[Work item] Please retype the entries below exactly as they are written.
----
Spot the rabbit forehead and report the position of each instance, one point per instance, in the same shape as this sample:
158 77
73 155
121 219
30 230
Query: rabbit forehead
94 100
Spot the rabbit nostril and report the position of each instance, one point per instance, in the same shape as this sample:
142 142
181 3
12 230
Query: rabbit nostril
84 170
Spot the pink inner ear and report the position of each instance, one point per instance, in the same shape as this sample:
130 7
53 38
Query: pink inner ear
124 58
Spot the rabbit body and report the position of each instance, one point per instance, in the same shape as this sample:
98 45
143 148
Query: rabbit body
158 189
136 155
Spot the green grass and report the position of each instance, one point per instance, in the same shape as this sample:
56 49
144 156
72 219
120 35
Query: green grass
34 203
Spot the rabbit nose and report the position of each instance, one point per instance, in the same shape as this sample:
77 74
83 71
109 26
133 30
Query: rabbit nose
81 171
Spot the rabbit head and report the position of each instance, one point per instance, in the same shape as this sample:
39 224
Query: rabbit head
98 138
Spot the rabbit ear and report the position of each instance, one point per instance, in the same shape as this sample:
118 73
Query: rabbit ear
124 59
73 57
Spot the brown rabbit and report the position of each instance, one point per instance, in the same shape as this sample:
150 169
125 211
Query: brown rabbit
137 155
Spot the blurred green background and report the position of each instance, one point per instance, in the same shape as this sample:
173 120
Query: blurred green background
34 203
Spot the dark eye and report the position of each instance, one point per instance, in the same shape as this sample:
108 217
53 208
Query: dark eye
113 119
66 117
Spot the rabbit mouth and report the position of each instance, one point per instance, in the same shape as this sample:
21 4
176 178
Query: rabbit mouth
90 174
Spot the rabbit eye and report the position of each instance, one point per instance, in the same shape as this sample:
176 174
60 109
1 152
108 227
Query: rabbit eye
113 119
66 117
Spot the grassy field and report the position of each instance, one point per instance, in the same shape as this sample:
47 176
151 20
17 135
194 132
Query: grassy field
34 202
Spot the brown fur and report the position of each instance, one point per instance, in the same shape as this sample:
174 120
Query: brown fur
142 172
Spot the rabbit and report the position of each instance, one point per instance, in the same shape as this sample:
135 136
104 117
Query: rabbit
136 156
----
[Exercise output]
Spot the rabbit forehead and report the position of each instance, one point per instance, in the same shape as this sample:
158 77
73 155
121 219
30 230
Query: rabbit forehead
94 100
Spot the rabbit nostril and report the position of each instance, one point per instance, in the same shape as this sample:
142 142
181 3
12 230
Query: rabbit nostril
84 170
Spot the pink inner ear and report the position of each instance, one point per instance, in the same shape as this sample:
130 7
53 38
Query: pink inner ear
124 58
Spot the rabbit body and report the position of each instance, one point per instance, in the same shape as this sample:
98 45
143 148
Query: rabbit body
158 189
136 155
Spot the green grass and report the position of each instance, one point per instance, in the same shape as this sample:
56 49
144 156
72 219
120 35
Query: green grass
34 203
Spot the rabbit nose and report the position of each instance, one point per instance, in the same shape as this sample:
77 74
83 71
109 26
133 30
Query: rabbit nose
81 171
Spot the rabbit head and report the position of each instance, one point per instance, in the same shape as this sample:
39 224
Query: rabbit head
98 138
Spot the rabbit ear and report the position of each instance, one point per instance, in the same shape as this sample:
118 73
Query: rabbit ear
124 59
73 57
Spot the brown rabbit and report the position of each instance, one point per instance, in the same shape as this sample:
150 169
125 211
Query: brown rabbit
137 155
Spot the blurred green background and report the position of each instance, one point per instance, in the same shape as this sample:
173 120
Query: blurred green background
34 203
Spot the dark eye and report the position of each instance, one point per instance, in the same shape as this sample:
108 217
53 208
Query: dark eye
113 119
66 117
Spot the rabbit mouth and report the position of each instance, one point per instance, in the same shape as this sample:
21 4
176 178
Query: rabbit mouth
90 174
Spot the rabbit eye and report the position of each instance, one point per instance, in the same shape as this sample:
176 174
60 109
1 152
108 227
Query: rabbit eye
113 119
66 117
Spot the grassy field and report the position of each instance, one point per instance, in the same shape as this sample:
47 176
151 20
17 135
194 132
Query: grassy field
34 202
Spot the brown fur and report the position of each instance, one point per instance, in the same shape as this sample:
174 120
Query: brown fur
142 172
Spot the rabbit and report the position of each instance, one point per instance, in the same shape as this sample:
135 136
104 117
Query: rabbit
136 156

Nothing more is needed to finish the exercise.